RECORD EXTRACTS:
···
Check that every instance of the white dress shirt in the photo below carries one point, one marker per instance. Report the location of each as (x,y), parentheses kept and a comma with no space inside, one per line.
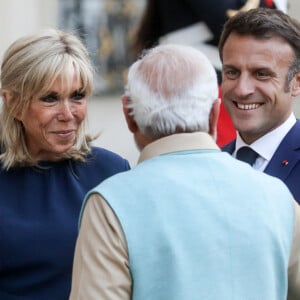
(267,144)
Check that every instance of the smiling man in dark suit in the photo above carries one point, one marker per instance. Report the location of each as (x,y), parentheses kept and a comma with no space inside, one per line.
(260,52)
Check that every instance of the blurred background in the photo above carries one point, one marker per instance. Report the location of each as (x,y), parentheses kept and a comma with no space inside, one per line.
(106,26)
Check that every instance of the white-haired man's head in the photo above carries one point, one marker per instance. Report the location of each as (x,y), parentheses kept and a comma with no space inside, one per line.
(171,89)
···
WORK TO COMPLETE: Please copy all of the records above word for word, leaving out the pictures.

WORKED ANSWER:
Check that every instance of the white dress shirt in the photo below carries one point, one marker per instance. Report the location of each as (x,y), parentheses kept and a comma with no space inside, one per line.
(267,144)
Check that every instance of the smiling man in dark suit in the photo above carries one point, one marker per instance. Report the location of each as (x,y), parentheses kept and a comma with no space inside, one per line.
(260,52)
Check that every instance of the blurred background in the photo above carries one point, one marker per instance. Report the location of each as (x,y), parentheses kept and a comma with no space inside, one per line.
(106,26)
Check that every instance of the white-haired man's head in the photo above carries one point, one marker per instance. Report the location of each as (x,y), parentheses kept and a comma with no space inside, one per line.
(171,89)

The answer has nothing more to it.